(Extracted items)
● ● ● ● ●

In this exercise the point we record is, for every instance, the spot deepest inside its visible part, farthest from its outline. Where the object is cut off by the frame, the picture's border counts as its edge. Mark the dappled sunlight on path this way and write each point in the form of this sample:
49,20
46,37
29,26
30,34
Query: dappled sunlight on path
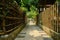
33,32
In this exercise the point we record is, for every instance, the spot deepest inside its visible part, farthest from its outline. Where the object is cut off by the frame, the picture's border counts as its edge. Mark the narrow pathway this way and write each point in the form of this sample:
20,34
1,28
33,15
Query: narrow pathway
32,32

● ● ● ● ●

## DO THIS:
Switch every "exercise" in the items to "task" and give all the lines again with nothing else changed. Leave the pictures out of your answer.

## THE RESULT:
In this task the point we record is, for every instance, the spot deepest inside its visible part, farthest from its outline. Where the object is cut off by the frame, the picture's border counts as its edge. Mark the dappled sunlight on path this way and write each point in the form of this sample:
49,20
46,37
29,26
30,34
Query: dappled sunlight on path
33,32
In this task the point we record is, for every instance, the spot deepest inside its visible part, farthest from its outline. Where the object is cut off by the frame, the picture's border counts as its edge. Mark the narrow pathway this way and write each point in the form of this sample:
20,34
1,28
33,15
Query: narrow pathway
32,32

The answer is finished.